#### PROBLEM DETAILS:
Reproduce the article about being thankful in 2020 word for word, from "With Thanksgiving quickly" to "2020-2021 school year.".

#### TEXT BLOCK:
[Start of section]

Being Thankful in 2020


There is still plenty to be thankful for in 2020.

Flor Breuer and Jalen Lindh

With Thanksgiving quickly approaching, finding things to be grateful for is important to stay positive and keep an optimistic outlook on everyday life. This year has presented many challenges and obstacles that have been unknown in previous years. The little things that make us smile is something we can reflect on during this time of the year. The Manitou Springs High School student body took this opportunity to share just some of the many things they find themselves thankful for during the first semester of the 2020-2021 school year.

Let’s be honest: first semester really sucked this year. Yet throughout all the confusion, the struggles, and obstacles, the students of Manitou Springs High School still found the things that they are grateful for. One Mustang said, “I am grateful for family for friends,” however, many expressed the same thankfulness. To some surprise, students have shown their thankfulness of being able to actually go back to school in person, even if it had to come to a halt. For example, one mustang had this to share,  “I have been grateful every day after school when I realize how fun school is,” and another said, “I am grateful for Manitou’s wonderful teachers.” The thankfulness extends outside of school, to family life and work. “I am grateful for my parents and how they have been so supportive throughout this troubling year,”  another Mustang shared, “I am grateful for my work and being so willing to give me shifts even though they could have given them to others.”

Over the past several weeks, many students were quarantined.  Quarantine has affected a large percentage of the student body, and students are feeling discouraged, isolated, and lonely.  But, Mustangs are trying to stay connected.  One student’s plans were foiled by a sudden quarantine.  She “couldn’t leave the house,” but her friends were determined to make sure the night they planned still went on: “They dropped off some take-out Chinese food at my door, and we ate and watched a movie together while FaceTiming. I was so grateful for their friendship that night and their determination to make sure I didn’t feel isolated while in isolation.”  Overall, students are finding ways to get through these trying times.  Despite the challenges the pandemic has brought, many students have tried to find ways to be hopeful. “I’m grateful for the opportunities that this pandemic has opened up for me,” one student said,  “It has given me a chance to get in touch with my inner self and figure a lot of things out.”

In many years prior, finding things to be thankful for has been easier. Although this year has been a struggle for many to say the least it is possibly more important than ever to feel gratitude. Many students have found the good amidst the bad. Being grateful is important especially now when so many things are constantly changing and nothing is guaranteed.

[End of section]

Excerpts from a dataset
[Start of section]

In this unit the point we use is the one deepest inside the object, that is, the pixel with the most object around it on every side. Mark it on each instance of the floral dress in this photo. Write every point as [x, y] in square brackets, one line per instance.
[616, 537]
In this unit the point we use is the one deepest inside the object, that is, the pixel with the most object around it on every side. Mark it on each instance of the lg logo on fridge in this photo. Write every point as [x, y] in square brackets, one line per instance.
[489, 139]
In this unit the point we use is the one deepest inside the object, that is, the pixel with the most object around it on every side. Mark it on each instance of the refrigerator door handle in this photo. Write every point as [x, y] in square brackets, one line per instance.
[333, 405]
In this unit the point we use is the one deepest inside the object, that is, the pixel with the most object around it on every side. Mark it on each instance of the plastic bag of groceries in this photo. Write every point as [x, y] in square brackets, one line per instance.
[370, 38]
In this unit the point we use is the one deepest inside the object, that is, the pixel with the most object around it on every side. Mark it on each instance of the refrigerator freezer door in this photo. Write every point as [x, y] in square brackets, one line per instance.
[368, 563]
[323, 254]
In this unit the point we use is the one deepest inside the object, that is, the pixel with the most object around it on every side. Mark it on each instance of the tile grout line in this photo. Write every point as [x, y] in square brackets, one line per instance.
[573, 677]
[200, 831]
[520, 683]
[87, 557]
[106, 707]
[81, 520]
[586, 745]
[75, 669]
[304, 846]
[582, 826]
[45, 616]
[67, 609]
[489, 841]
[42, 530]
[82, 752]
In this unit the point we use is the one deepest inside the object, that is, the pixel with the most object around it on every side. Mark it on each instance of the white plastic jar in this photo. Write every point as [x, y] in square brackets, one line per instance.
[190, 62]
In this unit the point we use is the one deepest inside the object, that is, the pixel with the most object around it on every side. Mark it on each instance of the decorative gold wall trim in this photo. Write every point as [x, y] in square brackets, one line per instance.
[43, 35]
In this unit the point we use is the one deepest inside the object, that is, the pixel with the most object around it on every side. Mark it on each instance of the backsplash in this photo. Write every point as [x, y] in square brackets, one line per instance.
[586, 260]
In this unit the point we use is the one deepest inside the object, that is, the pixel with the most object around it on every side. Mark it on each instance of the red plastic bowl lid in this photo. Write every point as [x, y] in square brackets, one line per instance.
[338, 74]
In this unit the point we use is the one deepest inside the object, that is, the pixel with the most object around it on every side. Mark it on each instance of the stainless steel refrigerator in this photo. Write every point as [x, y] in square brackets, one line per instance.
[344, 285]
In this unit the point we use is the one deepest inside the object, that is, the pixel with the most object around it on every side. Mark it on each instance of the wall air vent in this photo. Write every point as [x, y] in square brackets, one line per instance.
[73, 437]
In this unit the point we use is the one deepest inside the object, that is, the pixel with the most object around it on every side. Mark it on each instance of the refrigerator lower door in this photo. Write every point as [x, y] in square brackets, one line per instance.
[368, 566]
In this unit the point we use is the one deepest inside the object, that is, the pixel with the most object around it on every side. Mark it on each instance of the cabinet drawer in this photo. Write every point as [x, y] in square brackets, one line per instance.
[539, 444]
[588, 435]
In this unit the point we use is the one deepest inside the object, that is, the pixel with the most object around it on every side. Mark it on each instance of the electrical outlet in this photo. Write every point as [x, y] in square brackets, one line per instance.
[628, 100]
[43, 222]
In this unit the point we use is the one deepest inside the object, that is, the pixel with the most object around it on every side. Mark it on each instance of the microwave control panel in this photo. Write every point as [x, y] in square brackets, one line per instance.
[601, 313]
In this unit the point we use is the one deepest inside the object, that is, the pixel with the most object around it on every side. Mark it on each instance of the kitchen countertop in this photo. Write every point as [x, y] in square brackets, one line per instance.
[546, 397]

[End of section]

#### ANSWER TO THIS TASK:
With Thanksgiving quickly approaching, finding things to be grateful for is important to stay positive and keep an optimistic outlook on everyday life. This year has presented many challenges and obstacles that have been unknown in previous years. The little things that make us smile is something we can reflect on during this time of the year. The Manitou Springs High School student body took this opportunity to share just some of the many things they find themselves thankful for during the first semester of the 2020-2021 school year.